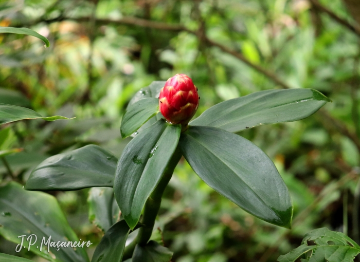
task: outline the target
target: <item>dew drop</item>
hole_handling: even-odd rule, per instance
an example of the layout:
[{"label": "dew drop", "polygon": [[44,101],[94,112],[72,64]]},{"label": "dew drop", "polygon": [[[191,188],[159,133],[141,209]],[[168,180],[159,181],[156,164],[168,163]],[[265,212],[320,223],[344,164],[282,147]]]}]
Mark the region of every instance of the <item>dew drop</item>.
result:
[{"label": "dew drop", "polygon": [[150,151],[150,153],[149,153],[149,158],[151,158],[155,154],[155,152],[156,151],[157,149],[157,147],[158,147],[158,146],[156,146],[155,147],[154,147],[153,149],[151,149]]},{"label": "dew drop", "polygon": [[103,254],[101,256],[99,257],[99,258],[98,258],[98,260],[96,260],[96,262],[100,262],[102,260],[102,258],[104,257],[104,254]]},{"label": "dew drop", "polygon": [[141,159],[139,159],[138,157],[139,156],[136,155],[131,160],[137,165],[141,165],[142,164],[142,161]]},{"label": "dew drop", "polygon": [[5,211],[2,213],[1,214],[3,216],[11,216],[11,213]]}]

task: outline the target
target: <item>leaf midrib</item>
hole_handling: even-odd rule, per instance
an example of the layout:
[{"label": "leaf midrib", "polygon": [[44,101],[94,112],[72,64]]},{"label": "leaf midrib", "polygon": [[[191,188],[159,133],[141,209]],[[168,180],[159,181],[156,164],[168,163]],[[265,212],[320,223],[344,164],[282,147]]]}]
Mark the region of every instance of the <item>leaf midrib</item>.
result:
[{"label": "leaf midrib", "polygon": [[[206,148],[209,152],[210,152],[212,155],[213,155],[213,156],[215,156],[216,158],[217,158],[218,159],[220,159],[220,158],[219,158],[218,157],[218,156],[216,155],[216,154],[214,154],[214,153],[213,153],[211,151],[210,151],[208,147],[207,147],[206,146],[205,146],[204,145],[204,144],[203,144],[202,143],[201,143],[200,142],[199,142],[199,141],[198,141],[196,139],[195,139],[193,137],[190,136],[190,135],[187,134],[187,136],[189,136],[191,138],[192,138],[194,140],[195,140],[196,142],[197,142],[197,143],[199,143],[199,144],[200,144],[200,145],[202,145],[202,146],[203,146],[205,148]],[[237,174],[237,173],[236,173],[236,172],[235,172],[235,171],[233,171],[233,170],[231,167],[230,167],[230,166],[229,166],[228,165],[228,164],[227,164],[227,163],[226,163],[226,162],[223,162],[222,160],[221,161],[221,162],[223,162],[223,163],[224,163],[225,164],[225,165],[226,165],[226,166],[227,166],[227,167],[228,167],[230,170],[231,170],[231,171],[236,175],[237,177],[239,177],[239,178],[241,181],[242,181],[243,182],[244,182],[244,184],[245,184],[245,185],[246,185],[246,186],[247,186],[249,189],[250,189],[251,190],[251,191],[254,193],[254,194],[258,197],[258,198],[260,200],[260,201],[262,202],[269,210],[270,210],[270,211],[271,211],[273,214],[274,214],[275,215],[275,216],[276,216],[277,217],[278,217],[278,218],[280,218],[280,217],[279,217],[279,215],[278,215],[277,214],[276,214],[276,213],[275,213],[275,212],[274,210],[273,210],[270,207],[268,207],[268,205],[265,201],[264,201],[264,200],[263,200],[261,197],[260,197],[260,196],[259,196],[259,195],[258,195],[258,194],[256,193],[255,192],[255,191],[254,191],[254,189],[253,189],[253,188],[252,188],[251,186],[249,186],[247,183],[246,183],[240,176],[239,176],[238,175],[238,174]],[[244,208],[243,208],[244,209],[245,209]],[[248,212],[250,212],[250,211],[248,211]]]}]

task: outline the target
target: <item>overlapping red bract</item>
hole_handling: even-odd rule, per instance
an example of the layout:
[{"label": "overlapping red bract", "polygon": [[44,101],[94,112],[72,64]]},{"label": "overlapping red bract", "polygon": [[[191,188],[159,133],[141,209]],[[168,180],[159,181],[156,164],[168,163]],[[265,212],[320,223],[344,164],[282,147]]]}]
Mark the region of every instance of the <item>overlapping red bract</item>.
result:
[{"label": "overlapping red bract", "polygon": [[169,78],[161,88],[159,97],[160,111],[168,122],[186,125],[199,106],[197,89],[184,74]]}]

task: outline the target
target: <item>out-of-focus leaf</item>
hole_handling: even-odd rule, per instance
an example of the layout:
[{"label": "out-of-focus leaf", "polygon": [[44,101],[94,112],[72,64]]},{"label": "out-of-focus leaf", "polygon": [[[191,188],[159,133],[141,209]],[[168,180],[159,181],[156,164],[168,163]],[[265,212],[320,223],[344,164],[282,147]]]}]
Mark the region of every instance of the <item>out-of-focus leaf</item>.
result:
[{"label": "out-of-focus leaf", "polygon": [[117,159],[99,146],[88,145],[46,159],[34,169],[27,190],[77,190],[113,186]]},{"label": "out-of-focus leaf", "polygon": [[89,219],[103,232],[115,224],[120,209],[110,188],[93,188],[89,192]]},{"label": "out-of-focus leaf", "polygon": [[136,131],[159,112],[159,100],[155,98],[140,99],[128,108],[122,118],[121,132],[123,138]]},{"label": "out-of-focus leaf", "polygon": [[50,42],[46,38],[29,28],[26,28],[25,27],[15,28],[0,27],[0,33],[12,33],[14,34],[31,35],[42,40],[43,42],[45,43],[46,47],[49,47],[50,46]]},{"label": "out-of-focus leaf", "polygon": [[73,119],[61,116],[43,117],[41,115],[29,108],[16,105],[0,104],[0,124],[24,119],[39,119],[41,118],[48,121],[53,121],[59,119]]},{"label": "out-of-focus leaf", "polygon": [[30,101],[20,92],[0,88],[0,103],[18,106],[30,106]]},{"label": "out-of-focus leaf", "polygon": [[[10,182],[0,188],[0,234],[6,239],[20,244],[19,236],[26,235],[27,238],[34,234],[37,241],[30,247],[30,251],[49,261],[88,261],[85,250],[81,247],[57,250],[50,247],[50,253],[48,253],[47,246],[44,245],[40,250],[43,237],[47,241],[51,236],[50,241],[56,242],[79,241],[53,196],[27,191],[21,185]],[[26,244],[28,248],[28,244]]]},{"label": "out-of-focus leaf", "polygon": [[124,218],[136,226],[147,199],[177,145],[181,126],[159,120],[128,144],[116,169],[114,191]]},{"label": "out-of-focus leaf", "polygon": [[169,262],[173,254],[165,247],[151,240],[145,246],[136,246],[132,262]]},{"label": "out-of-focus leaf", "polygon": [[[309,241],[315,245],[309,246]],[[353,262],[360,254],[360,246],[341,232],[326,228],[315,229],[305,235],[302,245],[286,255],[279,257],[279,262]],[[311,254],[309,254],[311,251]]]},{"label": "out-of-focus leaf", "polygon": [[31,260],[0,253],[0,261],[4,262],[32,262]]},{"label": "out-of-focus leaf", "polygon": [[302,119],[330,101],[314,89],[262,91],[220,103],[190,124],[238,132],[262,124]]},{"label": "out-of-focus leaf", "polygon": [[220,128],[190,126],[179,142],[205,183],[255,216],[290,228],[290,195],[273,161],[242,137]]},{"label": "out-of-focus leaf", "polygon": [[121,262],[130,232],[130,229],[124,220],[113,226],[96,247],[92,262]]},{"label": "out-of-focus leaf", "polygon": [[21,152],[22,151],[23,148],[14,148],[9,149],[8,150],[1,150],[0,151],[0,157],[5,157],[5,156],[11,155],[11,154]]}]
|---|
*Your task:* Copy out each line of the material above that contains the string "every". Matching is case-sensitive.

*Answer to the task:*
Mark the region of every instance of the <item>dew drop</item>.
Mark the region of every instance of the <item>leaf midrib</item>.
Mark the region of every instance of the <item>overlapping red bract</item>.
Mark the region of every instance of the <item>out-of-focus leaf</item>.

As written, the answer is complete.